━━ EXTRACT PROVIDED

NAIROBI, May 26 (Xinhua) -- Kenyan crop and livestock farmers are grappling with a myriad of diseases resulting from adverse weather conditions brought about by the rains.
It has been raining in the East African nation since March and Kenya's Meteorological Department has said the heavy rains would go on until next month, adding more pressure on farming.
Crop farmers are grappling mainly with blight and bacterial wilt. The diseases have attacked coffee, tomatoes, onions and potatoes pushing up the cost of production for farmers.
Even as they save on irrigation water, the farmers have to invest heavily in pesticides to fight the diseases and others to avoid losses.
The two diseases are a huge threat to the crops because they lead to 200 percent loss if not checked.
"I have grown tomatoes on half-acre. Last month when it was raining heavily, the crop was attacked by blight and I had to spray consistently to save it because it had started fruiting," Joseph Gitau, who grows the crop in Juja, told Xinhua recently.
The farmer who works as an auditor in Nairobi said eradicating the crop became difficult because the rain washed away the chemicals.
"I am not going to harvest much this season because the rains destroyed some fruits and some flowers also aborted. This is a bad season for me," he said.
The blight has attacked coffee in main production areas in central Kenya threatening the cash crop that is exported in markets in Europe, Asia and the Middle East.
Farmers in Nyeri, Murang'a and Kiambu are currently grappling with the disease, which they say is attacking their crop for the first time in years.
"It is the first time I am seeing it since I started farming coffee 10 years ago. We have been asked to use certain chemicals to save the crop," said Moses Karanja, a coffee farmer.
The disease, according to farmers in central Kenya, was prevalent in other areas including Nakuru and Trans Nzoia. However, excess rainfall in the area led to its emergence.
"This is new disease in the region. I am calling it new because it is the first time it is being heard of in Nyeri," said Karanja.
Caroline Wandia, an agronomist in Nyeri, said bacterial blight in coffee is normally favored by cool, wet weather.

━━━━

- **WORK TO COMPLETE**:
1. In the article on Kenyan farmers and rain-driven crop diseases, which two diseases are crop farmers mainly dealing with?
2. List the crops that the article on Kenyan farmers and rain-driven crop diseases says blight and bacterial wilt have attacked.
3. Write the next few paragraphs of the news article on Kenyan farmers and rain-driven crop diseases, picking up after its final sentence.

━━ LISTED ENTRIES

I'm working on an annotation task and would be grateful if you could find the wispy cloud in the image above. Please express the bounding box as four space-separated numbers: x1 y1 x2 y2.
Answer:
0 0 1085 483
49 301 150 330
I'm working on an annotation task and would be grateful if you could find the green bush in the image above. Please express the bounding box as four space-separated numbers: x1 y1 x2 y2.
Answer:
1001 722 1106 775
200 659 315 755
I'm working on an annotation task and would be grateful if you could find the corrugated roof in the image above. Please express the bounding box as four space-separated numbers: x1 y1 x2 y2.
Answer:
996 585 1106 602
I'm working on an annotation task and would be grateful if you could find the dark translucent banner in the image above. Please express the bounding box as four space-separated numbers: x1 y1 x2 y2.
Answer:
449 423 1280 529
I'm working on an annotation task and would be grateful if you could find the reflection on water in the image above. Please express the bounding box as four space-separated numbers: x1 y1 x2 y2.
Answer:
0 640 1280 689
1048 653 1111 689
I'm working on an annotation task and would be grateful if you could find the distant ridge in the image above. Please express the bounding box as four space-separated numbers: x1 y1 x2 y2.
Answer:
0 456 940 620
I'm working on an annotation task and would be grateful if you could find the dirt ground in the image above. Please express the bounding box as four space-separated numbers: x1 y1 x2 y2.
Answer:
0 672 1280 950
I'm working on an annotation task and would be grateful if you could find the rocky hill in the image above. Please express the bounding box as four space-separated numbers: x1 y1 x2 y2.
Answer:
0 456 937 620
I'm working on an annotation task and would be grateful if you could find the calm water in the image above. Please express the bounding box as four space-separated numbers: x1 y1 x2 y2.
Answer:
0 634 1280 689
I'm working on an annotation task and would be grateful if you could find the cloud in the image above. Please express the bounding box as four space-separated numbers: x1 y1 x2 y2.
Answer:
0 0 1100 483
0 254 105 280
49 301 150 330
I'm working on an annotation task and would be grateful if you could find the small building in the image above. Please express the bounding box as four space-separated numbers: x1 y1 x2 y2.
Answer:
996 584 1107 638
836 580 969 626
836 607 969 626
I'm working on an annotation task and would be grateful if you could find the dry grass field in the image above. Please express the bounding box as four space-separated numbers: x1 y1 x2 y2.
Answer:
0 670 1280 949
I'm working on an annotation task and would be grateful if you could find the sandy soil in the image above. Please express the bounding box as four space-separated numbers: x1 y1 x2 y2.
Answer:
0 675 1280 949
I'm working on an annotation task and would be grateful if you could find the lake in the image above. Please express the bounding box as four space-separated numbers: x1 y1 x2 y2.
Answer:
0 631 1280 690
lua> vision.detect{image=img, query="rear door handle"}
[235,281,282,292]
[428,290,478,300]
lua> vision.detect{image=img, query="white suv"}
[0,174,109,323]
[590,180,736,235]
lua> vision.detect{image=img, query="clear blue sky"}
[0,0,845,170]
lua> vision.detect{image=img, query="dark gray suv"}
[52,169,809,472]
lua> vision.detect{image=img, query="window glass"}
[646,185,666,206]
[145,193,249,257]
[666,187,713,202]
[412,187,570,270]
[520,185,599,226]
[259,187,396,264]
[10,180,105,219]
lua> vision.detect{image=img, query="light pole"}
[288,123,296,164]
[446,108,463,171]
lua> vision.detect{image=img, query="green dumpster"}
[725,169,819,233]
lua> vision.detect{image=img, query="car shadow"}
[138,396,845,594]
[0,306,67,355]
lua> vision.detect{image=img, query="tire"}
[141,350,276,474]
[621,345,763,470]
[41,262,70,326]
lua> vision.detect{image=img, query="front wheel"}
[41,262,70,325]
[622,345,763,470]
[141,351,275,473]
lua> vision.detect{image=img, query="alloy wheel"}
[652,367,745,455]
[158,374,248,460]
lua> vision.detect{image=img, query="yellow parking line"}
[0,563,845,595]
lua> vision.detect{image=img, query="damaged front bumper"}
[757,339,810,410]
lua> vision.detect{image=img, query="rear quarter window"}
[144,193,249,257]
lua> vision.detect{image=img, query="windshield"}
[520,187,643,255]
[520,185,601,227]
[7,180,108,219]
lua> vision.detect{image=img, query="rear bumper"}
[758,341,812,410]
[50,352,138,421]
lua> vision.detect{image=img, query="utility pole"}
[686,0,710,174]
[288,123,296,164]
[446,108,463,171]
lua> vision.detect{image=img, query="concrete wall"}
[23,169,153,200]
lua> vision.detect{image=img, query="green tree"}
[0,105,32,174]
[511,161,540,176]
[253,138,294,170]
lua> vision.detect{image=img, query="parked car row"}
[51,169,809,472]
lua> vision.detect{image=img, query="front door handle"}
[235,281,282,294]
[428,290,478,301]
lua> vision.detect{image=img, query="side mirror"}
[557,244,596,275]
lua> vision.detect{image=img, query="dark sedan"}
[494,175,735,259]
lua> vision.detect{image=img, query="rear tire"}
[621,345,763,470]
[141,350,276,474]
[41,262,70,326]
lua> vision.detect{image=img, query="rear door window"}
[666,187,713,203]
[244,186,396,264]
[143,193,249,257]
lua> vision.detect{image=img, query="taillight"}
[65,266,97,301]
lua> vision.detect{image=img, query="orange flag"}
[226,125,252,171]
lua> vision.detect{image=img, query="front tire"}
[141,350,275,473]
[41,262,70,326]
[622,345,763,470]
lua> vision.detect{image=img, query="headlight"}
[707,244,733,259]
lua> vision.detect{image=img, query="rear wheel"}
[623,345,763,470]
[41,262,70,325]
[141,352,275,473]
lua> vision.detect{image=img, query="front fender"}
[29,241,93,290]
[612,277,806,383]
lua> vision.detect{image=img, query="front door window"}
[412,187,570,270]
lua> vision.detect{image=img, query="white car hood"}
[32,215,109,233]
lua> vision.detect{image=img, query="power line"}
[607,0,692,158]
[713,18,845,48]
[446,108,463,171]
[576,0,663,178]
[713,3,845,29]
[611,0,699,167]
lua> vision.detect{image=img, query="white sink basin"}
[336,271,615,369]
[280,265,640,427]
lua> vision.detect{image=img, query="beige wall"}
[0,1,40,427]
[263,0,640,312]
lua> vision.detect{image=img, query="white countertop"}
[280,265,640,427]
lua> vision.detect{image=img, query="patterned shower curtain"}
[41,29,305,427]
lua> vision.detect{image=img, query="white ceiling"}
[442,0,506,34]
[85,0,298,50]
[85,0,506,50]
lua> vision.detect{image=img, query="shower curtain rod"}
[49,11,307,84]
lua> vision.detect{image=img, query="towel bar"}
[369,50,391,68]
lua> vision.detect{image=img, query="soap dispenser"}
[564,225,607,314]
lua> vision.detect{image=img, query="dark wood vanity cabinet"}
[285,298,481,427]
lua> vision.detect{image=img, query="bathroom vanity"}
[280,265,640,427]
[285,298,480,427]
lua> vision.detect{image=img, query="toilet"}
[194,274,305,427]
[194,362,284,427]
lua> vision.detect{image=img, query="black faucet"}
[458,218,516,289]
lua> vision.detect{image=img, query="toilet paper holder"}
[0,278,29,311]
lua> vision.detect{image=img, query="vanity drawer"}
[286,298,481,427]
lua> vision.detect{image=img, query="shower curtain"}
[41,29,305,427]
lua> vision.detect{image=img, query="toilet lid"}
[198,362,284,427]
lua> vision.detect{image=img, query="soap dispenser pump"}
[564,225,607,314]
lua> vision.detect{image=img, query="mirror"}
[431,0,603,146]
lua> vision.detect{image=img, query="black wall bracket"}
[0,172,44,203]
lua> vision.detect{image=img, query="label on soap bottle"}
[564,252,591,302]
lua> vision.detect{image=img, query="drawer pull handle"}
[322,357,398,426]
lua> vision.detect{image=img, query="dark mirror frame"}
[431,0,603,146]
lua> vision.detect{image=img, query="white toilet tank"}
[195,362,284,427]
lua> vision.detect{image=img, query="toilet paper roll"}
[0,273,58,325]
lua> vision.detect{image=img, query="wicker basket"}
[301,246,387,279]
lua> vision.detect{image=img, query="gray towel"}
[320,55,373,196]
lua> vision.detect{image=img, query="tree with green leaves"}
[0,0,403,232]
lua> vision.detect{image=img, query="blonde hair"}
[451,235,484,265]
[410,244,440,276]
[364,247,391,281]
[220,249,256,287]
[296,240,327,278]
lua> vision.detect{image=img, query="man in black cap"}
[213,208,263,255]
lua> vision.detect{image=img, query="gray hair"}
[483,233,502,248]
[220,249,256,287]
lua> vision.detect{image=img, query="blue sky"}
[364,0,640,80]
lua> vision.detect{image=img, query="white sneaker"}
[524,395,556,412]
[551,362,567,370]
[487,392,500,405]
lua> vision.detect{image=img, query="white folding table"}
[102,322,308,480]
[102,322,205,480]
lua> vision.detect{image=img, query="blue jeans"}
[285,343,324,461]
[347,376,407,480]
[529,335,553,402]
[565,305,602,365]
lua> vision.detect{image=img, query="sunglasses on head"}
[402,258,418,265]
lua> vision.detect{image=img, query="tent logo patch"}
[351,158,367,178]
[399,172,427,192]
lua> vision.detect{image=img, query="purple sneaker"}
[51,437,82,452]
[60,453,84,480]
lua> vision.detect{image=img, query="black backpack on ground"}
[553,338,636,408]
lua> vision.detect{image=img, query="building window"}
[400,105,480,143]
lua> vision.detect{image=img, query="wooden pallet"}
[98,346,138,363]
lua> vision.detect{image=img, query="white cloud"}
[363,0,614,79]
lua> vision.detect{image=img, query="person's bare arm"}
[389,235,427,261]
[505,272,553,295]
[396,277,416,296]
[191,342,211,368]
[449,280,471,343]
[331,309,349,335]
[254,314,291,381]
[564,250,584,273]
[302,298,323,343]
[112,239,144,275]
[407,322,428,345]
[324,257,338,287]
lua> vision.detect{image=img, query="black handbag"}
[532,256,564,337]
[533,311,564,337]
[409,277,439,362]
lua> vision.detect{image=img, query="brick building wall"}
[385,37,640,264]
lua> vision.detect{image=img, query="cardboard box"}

━━━━

- **ANSWERS FOR THIS EXERCISE**:
1. Blight and bacterial wilt.

2. Coffee, tomatoes, onions and potatoes.

3.
"Normally, lesions appear on leaves with water soaked margins when the infection begins. The leaves eventually dry up and roll inwards as they turn brown," she said.
She added that the same symptoms are observed with tomatoes, onions and potatoes when attacked by blight.
"The brown, dried leaves normally do not shed but remain attached to the plant. Sometimes the leaves appear like they have been scorched by fire," she said.
For livestock farmers, the rainy season comes along with coccidiosis, pneumonia and Rift Valley Fever, among others. Coccidiosis affects mainly chicken, pigs, sheep and goats.
On the other hand, sheep and goats and even chickens are prone to pneumonia, with a number of farmers recording deaths.
"I lost my five goat kids last week to pneumonia. They were rained on and after two days, they developed the disease. It was too late when the vet arrived," said Jackson Mutisya, a farmer in Kangundo, on the outskirts of Nairobi.
Several cases of the deadly Rift Valley Fever have been reported in the East African nation. The disease affects cattle, sheep and goats and also humans.
The government on Saturday last week issued an alert on the disease, citing possible outbreak due to the rains. Mosquitos spread the Rift Valley Fever virus, and with the rains, the insects multiply faster.
Veterinary services director Obadiah Njagi and medical services director Jackson Kioko said in statement that the weather conditions are ideal for mosquito breeding and increase the risk of Rift Valley Fever outbreak in Wajir, Garissa, Tana River, Malindi, Kwale, Laikipia and Kajiado.
The major outbreak in Kenya was reported in 2006/2007 following prolonged rain. At least 1200 people died and the livestock sector lost about 40 million dollars, according to official figures.